— Study material —
______________________________
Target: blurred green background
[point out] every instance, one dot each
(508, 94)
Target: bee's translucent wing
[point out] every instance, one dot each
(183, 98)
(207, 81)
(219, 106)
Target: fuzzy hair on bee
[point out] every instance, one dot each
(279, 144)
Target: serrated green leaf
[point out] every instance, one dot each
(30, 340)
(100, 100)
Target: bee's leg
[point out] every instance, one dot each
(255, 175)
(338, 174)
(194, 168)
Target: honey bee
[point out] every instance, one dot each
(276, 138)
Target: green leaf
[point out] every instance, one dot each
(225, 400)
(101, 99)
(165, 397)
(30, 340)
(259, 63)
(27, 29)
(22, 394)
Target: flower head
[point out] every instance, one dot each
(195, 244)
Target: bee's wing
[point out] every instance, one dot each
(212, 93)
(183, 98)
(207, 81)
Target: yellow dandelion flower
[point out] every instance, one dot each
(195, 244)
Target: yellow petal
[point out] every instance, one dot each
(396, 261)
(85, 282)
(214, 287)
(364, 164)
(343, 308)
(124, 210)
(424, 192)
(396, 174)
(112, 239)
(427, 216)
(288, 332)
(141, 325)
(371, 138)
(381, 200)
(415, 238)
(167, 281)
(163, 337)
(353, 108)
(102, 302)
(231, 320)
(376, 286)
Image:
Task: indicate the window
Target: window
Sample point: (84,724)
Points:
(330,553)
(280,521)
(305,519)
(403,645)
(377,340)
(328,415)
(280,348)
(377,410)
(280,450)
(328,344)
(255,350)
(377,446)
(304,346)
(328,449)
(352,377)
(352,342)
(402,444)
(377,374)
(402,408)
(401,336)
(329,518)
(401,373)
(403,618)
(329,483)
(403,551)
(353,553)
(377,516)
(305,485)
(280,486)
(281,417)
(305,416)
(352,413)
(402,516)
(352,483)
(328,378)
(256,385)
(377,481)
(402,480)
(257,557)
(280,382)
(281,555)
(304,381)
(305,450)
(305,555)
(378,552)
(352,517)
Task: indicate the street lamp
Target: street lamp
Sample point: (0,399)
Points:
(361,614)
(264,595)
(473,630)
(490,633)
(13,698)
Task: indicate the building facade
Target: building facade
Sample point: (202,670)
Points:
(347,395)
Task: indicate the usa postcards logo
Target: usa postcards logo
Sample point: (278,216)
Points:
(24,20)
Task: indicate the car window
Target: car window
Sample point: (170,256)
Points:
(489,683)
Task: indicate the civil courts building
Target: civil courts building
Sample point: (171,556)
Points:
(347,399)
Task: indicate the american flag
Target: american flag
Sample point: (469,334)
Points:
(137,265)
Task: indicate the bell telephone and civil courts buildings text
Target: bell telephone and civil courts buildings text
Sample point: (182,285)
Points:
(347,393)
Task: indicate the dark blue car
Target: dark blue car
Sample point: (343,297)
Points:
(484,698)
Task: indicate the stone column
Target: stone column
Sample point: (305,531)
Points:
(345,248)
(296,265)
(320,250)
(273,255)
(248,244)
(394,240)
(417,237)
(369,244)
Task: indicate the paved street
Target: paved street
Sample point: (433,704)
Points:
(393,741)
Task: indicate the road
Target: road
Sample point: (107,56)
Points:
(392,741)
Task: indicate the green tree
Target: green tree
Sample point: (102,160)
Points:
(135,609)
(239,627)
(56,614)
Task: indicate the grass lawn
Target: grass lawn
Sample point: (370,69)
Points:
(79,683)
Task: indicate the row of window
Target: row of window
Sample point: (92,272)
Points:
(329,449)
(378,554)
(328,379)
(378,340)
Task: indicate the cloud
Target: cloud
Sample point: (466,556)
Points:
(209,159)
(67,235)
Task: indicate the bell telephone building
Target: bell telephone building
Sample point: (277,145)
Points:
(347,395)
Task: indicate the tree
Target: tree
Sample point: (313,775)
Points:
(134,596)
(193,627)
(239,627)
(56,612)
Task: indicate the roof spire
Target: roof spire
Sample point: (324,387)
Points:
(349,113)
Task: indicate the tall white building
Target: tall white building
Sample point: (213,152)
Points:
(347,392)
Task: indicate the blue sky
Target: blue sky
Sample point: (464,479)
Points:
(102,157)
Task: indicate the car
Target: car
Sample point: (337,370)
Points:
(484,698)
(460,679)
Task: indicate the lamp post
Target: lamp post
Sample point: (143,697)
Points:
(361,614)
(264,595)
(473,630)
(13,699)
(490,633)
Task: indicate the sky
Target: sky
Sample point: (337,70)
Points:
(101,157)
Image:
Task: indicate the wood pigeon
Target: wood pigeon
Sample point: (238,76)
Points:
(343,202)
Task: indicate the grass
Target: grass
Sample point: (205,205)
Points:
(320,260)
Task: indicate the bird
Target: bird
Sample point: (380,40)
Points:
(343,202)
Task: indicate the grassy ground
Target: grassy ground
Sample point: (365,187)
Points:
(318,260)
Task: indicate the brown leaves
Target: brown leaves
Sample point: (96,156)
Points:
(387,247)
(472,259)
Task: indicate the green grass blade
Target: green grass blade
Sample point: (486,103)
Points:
______________________________
— Aim of the task —
From the entries above, select each line containing the string "leaves".

— Solution to the problem —
Task: indicate the brown leaves
Target: brown leaves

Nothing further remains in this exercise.